:: DIRECTION ::
Print each of the records below again, word for word and with nothing changed.

:: RECORDS PROVIDED ::
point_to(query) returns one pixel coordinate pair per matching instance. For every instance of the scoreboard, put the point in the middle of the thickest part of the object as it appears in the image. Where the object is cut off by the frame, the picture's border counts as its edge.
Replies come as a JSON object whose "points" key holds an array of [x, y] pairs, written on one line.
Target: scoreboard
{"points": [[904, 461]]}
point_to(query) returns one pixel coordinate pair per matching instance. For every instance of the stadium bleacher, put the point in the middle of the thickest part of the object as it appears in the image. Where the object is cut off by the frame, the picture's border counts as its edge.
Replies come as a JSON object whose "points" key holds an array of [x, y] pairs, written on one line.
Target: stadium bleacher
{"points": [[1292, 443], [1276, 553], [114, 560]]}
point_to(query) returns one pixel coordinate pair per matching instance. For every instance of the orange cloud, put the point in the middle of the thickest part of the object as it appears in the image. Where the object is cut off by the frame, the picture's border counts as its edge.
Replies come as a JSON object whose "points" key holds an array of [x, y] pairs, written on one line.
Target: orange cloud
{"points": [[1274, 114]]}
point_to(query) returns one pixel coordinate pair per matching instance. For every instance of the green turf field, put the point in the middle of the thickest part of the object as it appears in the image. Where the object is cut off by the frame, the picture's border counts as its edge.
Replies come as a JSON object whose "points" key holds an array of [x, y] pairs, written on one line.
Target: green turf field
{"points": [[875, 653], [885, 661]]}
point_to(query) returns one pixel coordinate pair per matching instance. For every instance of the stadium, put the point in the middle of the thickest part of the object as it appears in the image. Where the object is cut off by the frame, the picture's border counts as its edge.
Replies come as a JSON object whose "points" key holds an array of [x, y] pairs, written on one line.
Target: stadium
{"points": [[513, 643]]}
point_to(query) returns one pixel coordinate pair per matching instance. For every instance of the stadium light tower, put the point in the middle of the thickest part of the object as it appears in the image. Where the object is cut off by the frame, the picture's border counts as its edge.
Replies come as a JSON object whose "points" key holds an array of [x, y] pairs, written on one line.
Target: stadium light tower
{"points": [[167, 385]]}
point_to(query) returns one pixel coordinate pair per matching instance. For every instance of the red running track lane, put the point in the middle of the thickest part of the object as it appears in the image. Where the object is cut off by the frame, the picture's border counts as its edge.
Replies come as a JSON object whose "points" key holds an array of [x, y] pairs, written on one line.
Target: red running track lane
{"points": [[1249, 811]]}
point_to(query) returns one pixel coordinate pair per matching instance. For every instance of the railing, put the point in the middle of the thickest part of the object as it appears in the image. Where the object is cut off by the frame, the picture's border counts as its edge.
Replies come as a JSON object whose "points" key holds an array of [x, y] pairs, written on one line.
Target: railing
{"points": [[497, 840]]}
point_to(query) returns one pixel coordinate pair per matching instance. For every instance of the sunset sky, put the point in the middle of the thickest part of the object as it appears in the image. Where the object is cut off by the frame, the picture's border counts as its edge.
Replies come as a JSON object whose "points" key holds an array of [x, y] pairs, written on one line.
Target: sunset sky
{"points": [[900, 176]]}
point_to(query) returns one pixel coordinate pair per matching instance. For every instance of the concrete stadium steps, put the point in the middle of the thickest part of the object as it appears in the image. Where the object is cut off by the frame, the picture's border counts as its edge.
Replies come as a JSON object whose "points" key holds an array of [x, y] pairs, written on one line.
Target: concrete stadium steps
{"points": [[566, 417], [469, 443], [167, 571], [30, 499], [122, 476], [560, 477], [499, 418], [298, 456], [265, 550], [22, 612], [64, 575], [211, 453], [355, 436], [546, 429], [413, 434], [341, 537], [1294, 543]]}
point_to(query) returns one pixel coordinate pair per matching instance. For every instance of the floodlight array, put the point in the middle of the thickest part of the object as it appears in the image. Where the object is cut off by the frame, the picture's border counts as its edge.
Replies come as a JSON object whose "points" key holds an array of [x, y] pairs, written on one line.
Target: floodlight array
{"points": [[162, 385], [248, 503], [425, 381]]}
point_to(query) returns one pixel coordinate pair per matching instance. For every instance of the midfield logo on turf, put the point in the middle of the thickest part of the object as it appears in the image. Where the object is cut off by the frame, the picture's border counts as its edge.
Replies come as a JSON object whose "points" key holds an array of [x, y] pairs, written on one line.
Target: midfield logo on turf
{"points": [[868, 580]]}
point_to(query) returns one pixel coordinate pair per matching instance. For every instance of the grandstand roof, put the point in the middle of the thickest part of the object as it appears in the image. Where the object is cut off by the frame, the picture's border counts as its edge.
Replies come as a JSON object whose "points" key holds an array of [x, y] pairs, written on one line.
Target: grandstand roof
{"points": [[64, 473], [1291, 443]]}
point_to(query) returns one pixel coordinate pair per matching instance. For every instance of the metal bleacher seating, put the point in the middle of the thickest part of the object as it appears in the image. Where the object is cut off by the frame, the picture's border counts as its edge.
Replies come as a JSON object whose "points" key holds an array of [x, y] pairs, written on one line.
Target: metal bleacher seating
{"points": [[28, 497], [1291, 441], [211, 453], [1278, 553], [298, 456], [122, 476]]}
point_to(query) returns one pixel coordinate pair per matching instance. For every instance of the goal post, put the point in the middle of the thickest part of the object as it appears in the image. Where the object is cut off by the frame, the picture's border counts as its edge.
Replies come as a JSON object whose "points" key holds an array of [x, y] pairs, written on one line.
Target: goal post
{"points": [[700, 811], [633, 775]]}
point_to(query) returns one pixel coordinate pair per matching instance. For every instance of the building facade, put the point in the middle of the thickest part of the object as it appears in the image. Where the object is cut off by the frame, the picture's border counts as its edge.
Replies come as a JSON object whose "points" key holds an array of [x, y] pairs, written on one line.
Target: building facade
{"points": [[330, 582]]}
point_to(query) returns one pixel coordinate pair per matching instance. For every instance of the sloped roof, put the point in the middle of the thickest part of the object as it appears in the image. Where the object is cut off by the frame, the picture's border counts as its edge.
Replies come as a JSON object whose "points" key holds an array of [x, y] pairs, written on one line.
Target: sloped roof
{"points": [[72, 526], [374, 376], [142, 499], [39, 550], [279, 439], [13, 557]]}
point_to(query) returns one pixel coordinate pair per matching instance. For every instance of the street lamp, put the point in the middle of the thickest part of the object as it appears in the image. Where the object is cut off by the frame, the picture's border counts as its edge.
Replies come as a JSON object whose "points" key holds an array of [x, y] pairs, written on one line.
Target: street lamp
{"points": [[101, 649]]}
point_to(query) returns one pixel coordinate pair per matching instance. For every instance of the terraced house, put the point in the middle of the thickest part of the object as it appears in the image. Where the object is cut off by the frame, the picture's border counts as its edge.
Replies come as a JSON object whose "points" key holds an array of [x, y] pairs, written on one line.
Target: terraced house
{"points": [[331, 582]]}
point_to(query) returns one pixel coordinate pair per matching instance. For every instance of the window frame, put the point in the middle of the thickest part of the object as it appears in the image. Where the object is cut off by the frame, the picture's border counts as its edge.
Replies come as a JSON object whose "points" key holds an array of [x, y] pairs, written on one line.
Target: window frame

:: FINISHED TASK ::
point_to(query) returns one pixel coordinate pair per matching instance. For every instance of the scoreboard, put the point in the middle of the thickest part of the object as it appears in the image. Where the object is cut off by the frame, the picture's border counts as its edge.
Replies come as a JSON object whose "points" key holds an array of [x, y] pairs, written on one line.
Target: scoreboard
{"points": [[904, 461]]}
point_to(query) returns one pixel coordinate pair per matching instance. For every instance of the stadium bleacher, put the point in the middle of the thickest part of the object as it appears in the image. Where the object is cut off by the frame, the picture's border counts as its edge.
Replies come as a JSON object whose "points" key holds an array of [x, y] pairs, written on one line.
Target: stadium bleacher
{"points": [[1292, 443], [1276, 553], [114, 560]]}
point_to(query) returns one pixel coordinate pair per matching instance. For every instance of the orange cloud, put the point in the middle of the thickest part of the object as it appears in the image. Where the object is cut off by the frame, the picture's border counts as its edge.
Replies come as a JSON object whose "points" key holds an array of [x, y] pairs, written on one line.
Target: orange cloud
{"points": [[1274, 114]]}
point_to(query) returns one pixel coordinate pair per matching instance. For every instance of the green turf field, put the point in the middle of the thickest part of the object as it appears in the image. Where the object is cut off by the frame, the picture's border counts as its edge.
Replies come as a JSON object whose "points" key holds an array of [x, y] pairs, written on one line.
Target: green turf field
{"points": [[875, 653], [885, 661]]}
point_to(query) returns one pixel coordinate pair per matching instance. For every instance of the stadium, put the point in the middle of the thickest part of the object as it appears in the image. Where the object is cut off by the frame, the picture's border counts as its edge.
Replies come as a JSON object whose "points" key holds an array of [x, y] pairs, written on one line.
Target: stadium
{"points": [[513, 643]]}
point_to(query) returns one pixel coordinate pair per matching instance. For every instance of the stadium light tower, put the point in the middle of the thickest part of the object as it appears in the image. Where the object is cut off by the frame, the picture's border counts as its edge.
Replies come as a JSON object whose "points" key holds an array of [x, y] pairs, written on one line.
Target: stadium light tower
{"points": [[167, 385]]}
point_to(query) returns one pixel coordinate pair per matching instance. For every instance of the red running track lane, put the point in the middle of the thickest part of the object as it appears in the image. Where the object is cut off by the frame, the picture's border counts as its edge.
Replies come as a JSON object whose "points" key holds an array of [x, y] pairs, written on one line.
Target: red running track lane
{"points": [[1249, 811]]}
point_to(query) returns one pixel coordinate pair per matching instance. For every instance of the railing, put the point in the middle of the thickest part of the object as it appears in the image. Where the object is cut off by the frame, the picture's border counts as its edge.
Replies come as a JSON object whose "points" key holds an array of [x, y] pairs, written on one line.
Target: railing
{"points": [[497, 840]]}
point_to(query) returns one pixel coordinate pair per matching instance. For every instance of the sunset sky, put the point in the middle of the thickest part of the object as it appears in the image. Where the object is cut off by the frame, the picture's border counts as its edge.
Replies come as a JSON object whose "points" key holds an array of [x, y] pairs, written on one line.
Target: sunset sky
{"points": [[900, 176]]}
point_to(query) returns one pixel coordinate pair per matching instance. For every instance of the concrete stadium steps, put the point in the middle of the thickest part of the object as it appears in the image. Where the object is cut off by the frame, the picture's border counts as its edge.
Replies come as a JSON object whose "points" key holds an array of [x, y] pairs, written on one line.
Target: concrete stadium steps
{"points": [[566, 417], [469, 443], [167, 571], [30, 499], [122, 476], [560, 477], [499, 418], [298, 456], [265, 550], [22, 612], [64, 575], [211, 453], [355, 436], [546, 429], [413, 434], [341, 537], [1294, 543]]}
point_to(query) returns one pixel coordinate pair per matching instance. For every instance of the floodlight array, put the point in the middle of the thickest part of the object as it appears in the image. Where the object is cut off by the frame, the picture's border counts as its edge.
Replies come as a JSON object whose "points" key holds an array of [x, y] pairs, written on one line.
Target: floodlight array
{"points": [[162, 385], [248, 503], [425, 381]]}
point_to(query) returns one pixel coordinate pair per matching instance. For every instance of the midfield logo on turf, put the point in the middle of the thickest part of the object as it appears in the image. Where the object is cut off by the frame, the picture's border counts as its edge.
Replies come as a JSON object whose "points" key holds an array of [x, y] pairs, written on one line.
Target: midfield logo on turf
{"points": [[868, 580]]}
point_to(query) returns one pixel coordinate pair per matching instance. For every instance of the grandstand roof, put the point in the middle of the thickest part of the object as it appears in the image. Where the object is cut off by the frame, the picture's border counts as its edge.
Replies come as a JSON object whose "points" key holds an array of [x, y] pairs, written on one line.
Target: grandstand roof
{"points": [[64, 473], [1291, 443]]}
point_to(query) returns one pixel coordinate pair per matching instance. For every instance of the metal bleacher seating, put the point in the middle of the thickest part of the object as it appears in the image. Where the object is cut off by the frame, the picture's border counts as its edge.
Replies come as a JSON object whose "points" key holds an array of [x, y] pairs, written on one line.
Target: metal bleacher seating
{"points": [[28, 497], [1291, 441], [211, 453], [1278, 553], [298, 456], [122, 476]]}
point_to(query) returns one pixel coordinate pair per matching instance. For every instance of the goal post, put the point in the middle of the thickest part of the object as it appears in the image. Where the object is cut off by the frame, the picture's border counts as its edge.
Replies come as a JSON object whose "points" key holds an array of [x, y] pairs, written on one line.
Target: goal post
{"points": [[700, 811], [633, 775]]}
point_to(query) returns one pixel coordinate pair per matching instance. For every instance of the building facade, put the point in the middle of the thickest part of the object as it appears in the image. Where the object is cut off by the frame, the picture's border counts as its edge.
Replies come as a JSON object whose "points" key holds an array of [x, y] pairs, written on one line.
Target: building facade
{"points": [[330, 582]]}
point_to(query) returns one pixel coordinate pair per matching instance. For every instance of the sloped roof, put the point in the middle of the thickest part of the object as it appears in the image. Where the object is cut off by the frame, the picture's border counts as its edge.
Replies come as a JSON object whose "points" key holds an array of [x, y] pairs, written on one line.
Target: sloped roof
{"points": [[72, 526], [374, 376], [142, 499], [39, 550], [279, 439], [13, 557]]}
point_to(query) returns one pixel coordinate pair per matching instance. For every instance of the street lamp, put the point in the middle of the thickest part of the object as it appears in the image. Where the object is cut off by the frame, the picture's border counts as its edge.
Replies come as a JSON object whose "points" key holds an array of [x, y] pairs, written on one line.
Target: street lamp
{"points": [[101, 649]]}
point_to(query) returns one pixel coordinate pair per matching instance. For every instance of the terraced house, put the point in the middle of the thickest part of the object as it appears in the image. Where the object is cut off by the frame, the picture's border counts as its edge.
Replies come as a JSON object whose "points" key holds an array of [x, y] pairs, written on one line.
Target: terraced house
{"points": [[331, 582]]}
point_to(query) returns one pixel coordinate pair per matching instance. For every instance of the window frame, put the point in the middle of the thickest part of the object as it appears in the image. Where the object is cut off by the frame, the picture's border counts as its edge.
Replies come as a JSON object whose "points" key holds an array of [x, y] pairs, written on one line.
Target: window frame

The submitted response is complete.